■ Description of the task: Any picture in the records below stays out; return everything else exactly.

■ Data:
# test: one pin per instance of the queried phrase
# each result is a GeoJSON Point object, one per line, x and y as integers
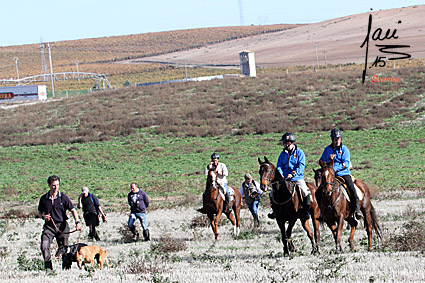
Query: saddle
{"type": "Point", "coordinates": [345, 189]}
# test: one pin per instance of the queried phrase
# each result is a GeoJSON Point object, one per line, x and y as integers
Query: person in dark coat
{"type": "Point", "coordinates": [52, 209]}
{"type": "Point", "coordinates": [138, 201]}
{"type": "Point", "coordinates": [91, 210]}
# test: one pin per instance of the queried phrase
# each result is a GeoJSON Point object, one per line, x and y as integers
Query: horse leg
{"type": "Point", "coordinates": [316, 225]}
{"type": "Point", "coordinates": [232, 219]}
{"type": "Point", "coordinates": [368, 226]}
{"type": "Point", "coordinates": [340, 227]}
{"type": "Point", "coordinates": [281, 224]}
{"type": "Point", "coordinates": [237, 211]}
{"type": "Point", "coordinates": [213, 225]}
{"type": "Point", "coordinates": [289, 235]}
{"type": "Point", "coordinates": [353, 225]}
{"type": "Point", "coordinates": [306, 227]}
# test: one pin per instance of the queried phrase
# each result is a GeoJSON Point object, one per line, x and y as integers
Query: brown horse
{"type": "Point", "coordinates": [214, 204]}
{"type": "Point", "coordinates": [286, 204]}
{"type": "Point", "coordinates": [336, 208]}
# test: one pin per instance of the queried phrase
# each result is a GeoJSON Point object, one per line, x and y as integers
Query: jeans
{"type": "Point", "coordinates": [253, 207]}
{"type": "Point", "coordinates": [142, 218]}
{"type": "Point", "coordinates": [49, 232]}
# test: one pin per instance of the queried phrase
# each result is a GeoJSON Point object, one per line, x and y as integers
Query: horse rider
{"type": "Point", "coordinates": [251, 193]}
{"type": "Point", "coordinates": [222, 173]}
{"type": "Point", "coordinates": [342, 165]}
{"type": "Point", "coordinates": [291, 165]}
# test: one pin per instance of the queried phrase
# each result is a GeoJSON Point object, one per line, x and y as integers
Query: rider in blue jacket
{"type": "Point", "coordinates": [291, 165]}
{"type": "Point", "coordinates": [342, 165]}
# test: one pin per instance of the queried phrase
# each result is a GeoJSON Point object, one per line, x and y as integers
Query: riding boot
{"type": "Point", "coordinates": [256, 220]}
{"type": "Point", "coordinates": [202, 209]}
{"type": "Point", "coordinates": [146, 235]}
{"type": "Point", "coordinates": [357, 212]}
{"type": "Point", "coordinates": [227, 208]}
{"type": "Point", "coordinates": [307, 204]}
{"type": "Point", "coordinates": [48, 265]}
{"type": "Point", "coordinates": [135, 233]}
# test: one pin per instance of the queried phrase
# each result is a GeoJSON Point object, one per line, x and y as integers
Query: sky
{"type": "Point", "coordinates": [30, 21]}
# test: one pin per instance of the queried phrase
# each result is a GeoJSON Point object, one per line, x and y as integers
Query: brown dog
{"type": "Point", "coordinates": [87, 254]}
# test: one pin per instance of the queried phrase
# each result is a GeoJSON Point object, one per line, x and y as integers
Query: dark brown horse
{"type": "Point", "coordinates": [336, 208]}
{"type": "Point", "coordinates": [286, 204]}
{"type": "Point", "coordinates": [214, 204]}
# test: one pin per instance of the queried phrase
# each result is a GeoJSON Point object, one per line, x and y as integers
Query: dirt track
{"type": "Point", "coordinates": [339, 39]}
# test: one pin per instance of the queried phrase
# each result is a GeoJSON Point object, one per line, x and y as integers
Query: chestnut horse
{"type": "Point", "coordinates": [286, 204]}
{"type": "Point", "coordinates": [214, 204]}
{"type": "Point", "coordinates": [336, 208]}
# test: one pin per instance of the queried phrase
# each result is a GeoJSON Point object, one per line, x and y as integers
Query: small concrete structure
{"type": "Point", "coordinates": [247, 60]}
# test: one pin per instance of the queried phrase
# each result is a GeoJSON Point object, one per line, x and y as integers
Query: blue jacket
{"type": "Point", "coordinates": [342, 155]}
{"type": "Point", "coordinates": [294, 164]}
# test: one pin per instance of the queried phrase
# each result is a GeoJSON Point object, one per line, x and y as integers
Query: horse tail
{"type": "Point", "coordinates": [375, 224]}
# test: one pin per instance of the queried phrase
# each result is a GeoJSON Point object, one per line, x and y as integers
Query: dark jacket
{"type": "Point", "coordinates": [138, 201]}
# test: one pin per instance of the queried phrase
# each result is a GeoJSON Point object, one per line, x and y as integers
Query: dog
{"type": "Point", "coordinates": [69, 254]}
{"type": "Point", "coordinates": [87, 254]}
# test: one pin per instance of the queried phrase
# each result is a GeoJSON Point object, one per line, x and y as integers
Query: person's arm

■ Response to this task:
# test: one pin per instance of the queried phrase
# each result is a GeoJSON Point object, one per line, x and y as integers
Query: saddle
{"type": "Point", "coordinates": [345, 189]}
# test: one pin per instance of the queried phrase
# each result is a GeoJSON Point object, one per line, x and y as integers
Query: person in dark coat
{"type": "Point", "coordinates": [52, 209]}
{"type": "Point", "coordinates": [138, 201]}
{"type": "Point", "coordinates": [91, 210]}
# test: one pin per instance of the queried phrase
# each result is a GeoJSON Point object, one per line, x and y as integers
Query: horse leg
{"type": "Point", "coordinates": [316, 225]}
{"type": "Point", "coordinates": [232, 219]}
{"type": "Point", "coordinates": [368, 226]}
{"type": "Point", "coordinates": [340, 227]}
{"type": "Point", "coordinates": [281, 224]}
{"type": "Point", "coordinates": [237, 211]}
{"type": "Point", "coordinates": [213, 225]}
{"type": "Point", "coordinates": [289, 235]}
{"type": "Point", "coordinates": [353, 225]}
{"type": "Point", "coordinates": [306, 227]}
# test: one pin per instance of the queried phrase
# each result is a GeoJSON Point object, one per line, x and y as integers
Query: brown horse
{"type": "Point", "coordinates": [214, 204]}
{"type": "Point", "coordinates": [286, 204]}
{"type": "Point", "coordinates": [336, 208]}
# test: one pin per instance of the queried phrase
# each result is a GeoJSON Point object, one per line, x and y as integers
Query: jeans
{"type": "Point", "coordinates": [253, 207]}
{"type": "Point", "coordinates": [142, 218]}
{"type": "Point", "coordinates": [49, 232]}
# test: one pin per instance of the queried phrase
# each result is a GeoJSON Point object, one per line, x and y as integers
Query: horse rider
{"type": "Point", "coordinates": [251, 193]}
{"type": "Point", "coordinates": [222, 173]}
{"type": "Point", "coordinates": [342, 165]}
{"type": "Point", "coordinates": [291, 165]}
# test: one pin per instance of the queried phrase
# each result is a GeoJSON Point object, one per line, x and y as integers
Query: rider in blue jacket
{"type": "Point", "coordinates": [291, 165]}
{"type": "Point", "coordinates": [342, 165]}
# test: one pin per instance of the queried phrase
# each result is a GeoJSON Point object, one per line, x and y as integers
Query: riding boot
{"type": "Point", "coordinates": [256, 220]}
{"type": "Point", "coordinates": [202, 209]}
{"type": "Point", "coordinates": [146, 235]}
{"type": "Point", "coordinates": [357, 212]}
{"type": "Point", "coordinates": [227, 208]}
{"type": "Point", "coordinates": [307, 204]}
{"type": "Point", "coordinates": [48, 265]}
{"type": "Point", "coordinates": [135, 233]}
# test: one pin per instance of the queried phrase
# each result is a GeoJSON Point object, one per line, x and y as integers
Query: sky
{"type": "Point", "coordinates": [30, 21]}
# test: one pin per instance of the queried phrase
# each result is a GeoJSON Point object, one per line, x and y as integers
Query: brown dog
{"type": "Point", "coordinates": [87, 254]}
# test: one pin per instance of the queried phrase
# each result is a GeoJSON Point object, one per line, x and y as integers
Query: dark brown horse
{"type": "Point", "coordinates": [336, 208]}
{"type": "Point", "coordinates": [286, 204]}
{"type": "Point", "coordinates": [214, 204]}
# test: one pin per instance of the queried phrase
# each result is a GeoJSON Point object, one per line, x and y as integers
Query: dirt track
{"type": "Point", "coordinates": [339, 39]}
# test: one pin per instance of the queried phrase
# each result is a GeoJSON Point object, one per line, x and y as integers
Query: chestnut horse
{"type": "Point", "coordinates": [286, 204]}
{"type": "Point", "coordinates": [214, 204]}
{"type": "Point", "coordinates": [336, 208]}
# test: one pin per instance of the queried phrase
# each result is a GeoJSON Point object, one per line, x and y as integers
Query: small concrete structure
{"type": "Point", "coordinates": [247, 60]}
# test: one pin per instance of the queried phrase
# each result is a GeoJSON Point object, one per line, x and y as integers
Query: blue jacket
{"type": "Point", "coordinates": [342, 155]}
{"type": "Point", "coordinates": [294, 164]}
# test: one pin per instance of the queried phrase
# each result is a GeoJSON Point object, one per line, x and y as integers
Query: horse tail
{"type": "Point", "coordinates": [375, 224]}
# test: one pin per instance of the queried phrase
# each result is a GeoJSON Point object, one per line, x and y as integers
Query: dark jacket
{"type": "Point", "coordinates": [138, 201]}
# test: one pin per instance of the queried phrase
# each result is a GeoJSON Point object, one per line, x and y as integers
Query: dog
{"type": "Point", "coordinates": [69, 254]}
{"type": "Point", "coordinates": [87, 254]}
# test: one pin per instance of the queried phrase
# each result is a GeoJSON Point object, one per line, x and y as integers
Query: person's arm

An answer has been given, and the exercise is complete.